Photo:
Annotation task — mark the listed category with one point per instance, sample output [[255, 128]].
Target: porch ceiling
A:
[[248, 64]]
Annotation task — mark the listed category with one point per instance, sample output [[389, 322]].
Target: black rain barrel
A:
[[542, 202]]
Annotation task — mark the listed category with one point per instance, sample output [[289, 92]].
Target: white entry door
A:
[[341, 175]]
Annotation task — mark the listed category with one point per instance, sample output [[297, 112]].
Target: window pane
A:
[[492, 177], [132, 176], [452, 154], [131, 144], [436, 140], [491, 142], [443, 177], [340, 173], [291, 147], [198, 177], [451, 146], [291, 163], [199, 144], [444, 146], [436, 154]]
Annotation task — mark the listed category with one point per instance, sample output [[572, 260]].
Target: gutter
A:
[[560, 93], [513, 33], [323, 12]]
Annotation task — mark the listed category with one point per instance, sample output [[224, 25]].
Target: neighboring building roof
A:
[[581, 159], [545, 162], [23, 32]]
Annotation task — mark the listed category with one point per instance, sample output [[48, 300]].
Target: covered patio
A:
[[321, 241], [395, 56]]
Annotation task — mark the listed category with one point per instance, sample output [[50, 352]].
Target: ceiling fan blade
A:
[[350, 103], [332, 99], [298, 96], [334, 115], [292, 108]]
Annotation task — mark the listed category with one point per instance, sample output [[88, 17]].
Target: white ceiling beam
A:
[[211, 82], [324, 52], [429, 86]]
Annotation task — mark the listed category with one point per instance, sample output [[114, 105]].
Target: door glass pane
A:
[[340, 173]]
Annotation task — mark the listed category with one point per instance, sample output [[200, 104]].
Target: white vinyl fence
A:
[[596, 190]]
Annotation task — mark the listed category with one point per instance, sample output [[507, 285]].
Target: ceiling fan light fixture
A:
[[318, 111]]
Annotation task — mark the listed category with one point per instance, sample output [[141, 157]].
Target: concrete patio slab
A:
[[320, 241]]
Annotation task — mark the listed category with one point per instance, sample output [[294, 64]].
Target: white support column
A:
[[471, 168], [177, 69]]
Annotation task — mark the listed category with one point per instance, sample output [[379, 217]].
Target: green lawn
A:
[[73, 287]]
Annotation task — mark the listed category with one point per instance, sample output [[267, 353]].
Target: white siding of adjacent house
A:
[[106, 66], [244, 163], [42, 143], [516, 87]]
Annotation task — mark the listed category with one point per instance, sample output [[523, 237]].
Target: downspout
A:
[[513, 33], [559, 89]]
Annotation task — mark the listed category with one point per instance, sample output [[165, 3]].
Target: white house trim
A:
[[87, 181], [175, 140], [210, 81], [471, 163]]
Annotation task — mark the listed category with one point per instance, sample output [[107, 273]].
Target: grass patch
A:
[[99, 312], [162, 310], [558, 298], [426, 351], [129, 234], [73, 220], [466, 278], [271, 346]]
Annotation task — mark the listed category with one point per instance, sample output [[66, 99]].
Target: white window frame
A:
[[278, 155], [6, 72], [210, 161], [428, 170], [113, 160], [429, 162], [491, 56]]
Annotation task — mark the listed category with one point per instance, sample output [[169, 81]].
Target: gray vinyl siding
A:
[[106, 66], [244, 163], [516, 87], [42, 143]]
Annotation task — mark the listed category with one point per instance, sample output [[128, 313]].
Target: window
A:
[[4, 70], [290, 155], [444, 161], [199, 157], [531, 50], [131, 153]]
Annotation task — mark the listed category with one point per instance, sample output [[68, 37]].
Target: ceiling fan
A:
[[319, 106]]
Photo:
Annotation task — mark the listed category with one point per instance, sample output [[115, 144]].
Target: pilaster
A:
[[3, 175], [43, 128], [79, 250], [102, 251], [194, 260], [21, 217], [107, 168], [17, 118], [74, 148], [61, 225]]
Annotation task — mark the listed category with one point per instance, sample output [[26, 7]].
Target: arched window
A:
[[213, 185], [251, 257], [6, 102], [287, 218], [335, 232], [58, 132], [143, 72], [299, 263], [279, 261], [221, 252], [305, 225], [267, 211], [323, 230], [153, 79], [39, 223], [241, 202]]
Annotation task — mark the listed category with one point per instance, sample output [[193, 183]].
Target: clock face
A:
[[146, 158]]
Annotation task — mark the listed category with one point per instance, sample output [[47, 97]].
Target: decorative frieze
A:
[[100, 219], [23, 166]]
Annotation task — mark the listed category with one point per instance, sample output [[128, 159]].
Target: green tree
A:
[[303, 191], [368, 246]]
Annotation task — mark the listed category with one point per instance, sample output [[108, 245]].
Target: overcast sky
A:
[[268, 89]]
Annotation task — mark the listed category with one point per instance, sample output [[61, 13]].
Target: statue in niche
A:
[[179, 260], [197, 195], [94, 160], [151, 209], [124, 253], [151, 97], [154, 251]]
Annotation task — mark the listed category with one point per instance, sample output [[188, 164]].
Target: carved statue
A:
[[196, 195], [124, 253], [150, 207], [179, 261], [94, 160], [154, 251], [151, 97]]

*EXERCISE*
Reproduce the stretch of the listing from its first line through the line containing "[[321, 241], [395, 56]]", both ends included, with the requests left unchanged. Multiply every point coordinate in the answers by 2.4 and round each result to a whole number, with halves rounding up.

*SOLUTION FOR THIS EXERCISE*
Photo:
Annotation task — mark the listed category with one point per instance, sample output [[255, 128]].
Target: porch ceiling
A:
[[595, 154]]
Annotation task — mark the listed category with one point per instance, sample output [[389, 322]].
Target: black rain barrel
A:
[[1301, 485]]
Annotation task — mark the listed category with one point per instance, sample output [[289, 92]].
Target: white entry door
A:
[[818, 420]]
Annotation task — mark the listed category with one point per instance, sample output [[297, 112]].
Target: window pane
A:
[[1181, 425], [317, 422], [1085, 370], [314, 346], [1046, 336], [1178, 341], [1063, 425], [816, 415], [698, 353], [475, 425], [1082, 350], [698, 391], [478, 346], [1066, 350], [1046, 370]]
Annotation task — mark the listed category with one point per instance, sample output [[572, 260]].
Target: gutter
A:
[[1344, 223], [1231, 79], [775, 29]]
Annotation task — mark the listed category with one point per instance, sample output [[224, 25]].
Target: neighboring building roof
A:
[[1394, 382], [1308, 389], [55, 77]]
Annotation task — mark the listed category with one point per instance, sample output [[48, 300]].
Target: covered patio
A:
[[770, 578], [948, 134]]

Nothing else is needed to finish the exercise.